### EXCERPTED DATA
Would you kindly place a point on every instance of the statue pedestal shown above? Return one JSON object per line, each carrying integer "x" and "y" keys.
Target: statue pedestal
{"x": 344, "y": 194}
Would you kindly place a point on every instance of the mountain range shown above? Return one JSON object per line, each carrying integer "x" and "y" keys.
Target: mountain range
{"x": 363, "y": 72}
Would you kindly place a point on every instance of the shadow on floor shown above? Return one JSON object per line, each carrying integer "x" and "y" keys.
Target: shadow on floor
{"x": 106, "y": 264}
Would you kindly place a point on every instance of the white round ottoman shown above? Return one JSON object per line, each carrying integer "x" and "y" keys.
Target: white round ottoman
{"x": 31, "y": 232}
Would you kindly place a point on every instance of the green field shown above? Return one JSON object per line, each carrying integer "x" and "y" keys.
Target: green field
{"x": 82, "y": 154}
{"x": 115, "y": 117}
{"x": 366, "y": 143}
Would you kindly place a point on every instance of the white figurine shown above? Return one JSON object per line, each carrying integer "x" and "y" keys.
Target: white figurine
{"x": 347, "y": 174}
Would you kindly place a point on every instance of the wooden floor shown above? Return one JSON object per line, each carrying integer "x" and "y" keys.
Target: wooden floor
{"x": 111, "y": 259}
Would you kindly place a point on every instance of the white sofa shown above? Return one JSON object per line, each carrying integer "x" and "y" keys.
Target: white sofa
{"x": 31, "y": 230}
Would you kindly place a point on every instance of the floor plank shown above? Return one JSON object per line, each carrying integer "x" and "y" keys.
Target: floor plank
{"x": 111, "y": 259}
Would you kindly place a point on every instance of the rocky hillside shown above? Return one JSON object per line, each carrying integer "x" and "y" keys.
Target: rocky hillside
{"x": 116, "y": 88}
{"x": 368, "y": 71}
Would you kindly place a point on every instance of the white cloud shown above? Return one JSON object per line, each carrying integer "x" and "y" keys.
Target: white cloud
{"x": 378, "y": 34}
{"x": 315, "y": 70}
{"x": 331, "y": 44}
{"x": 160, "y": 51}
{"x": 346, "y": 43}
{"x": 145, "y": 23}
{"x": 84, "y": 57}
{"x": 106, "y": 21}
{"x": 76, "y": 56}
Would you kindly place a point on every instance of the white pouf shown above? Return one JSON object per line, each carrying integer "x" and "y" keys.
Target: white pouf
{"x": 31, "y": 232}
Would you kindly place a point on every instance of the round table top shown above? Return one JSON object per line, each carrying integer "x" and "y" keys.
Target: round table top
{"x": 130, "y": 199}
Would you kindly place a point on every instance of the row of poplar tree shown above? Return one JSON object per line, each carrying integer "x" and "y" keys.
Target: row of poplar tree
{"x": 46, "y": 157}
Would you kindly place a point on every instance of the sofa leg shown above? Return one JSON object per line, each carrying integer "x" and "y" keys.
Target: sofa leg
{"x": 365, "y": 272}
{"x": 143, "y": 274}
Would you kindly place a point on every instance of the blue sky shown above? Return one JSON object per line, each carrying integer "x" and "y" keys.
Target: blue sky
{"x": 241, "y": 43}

### WORK REQUIRED
Exactly reproduce the lines from the one containing "the white pouf" through the end of the records, and only those lines.

### FINISHED EXERCISE
Would you kindly place a point on every instance of the white pouf shown above? Return one JSON object per line, each carrying integer "x" and "y" keys.
Target: white pouf
{"x": 31, "y": 232}
Would you kindly place a point on every instance of the round table top shown above? Return one JSON object per line, each carrying integer "x" and "y" keys.
Target: round table top
{"x": 130, "y": 199}
Would you kindly place a point on every instance of the row of poplar tree shown above? Return one JSON object per line, each carrying integer "x" and "y" keys.
Target: row of poplar tree
{"x": 46, "y": 157}
Would you kindly place a point on every instance of the sofa leg shown above? Return one JSON object per line, each carrying integer "x" and "y" keys.
Target: sofa leg
{"x": 365, "y": 272}
{"x": 143, "y": 274}
Would you kindly place a point on every instance of the blue sky shown above? Return one JSON object per line, each carrying integer "x" and "y" keys.
Target: blue sky
{"x": 241, "y": 43}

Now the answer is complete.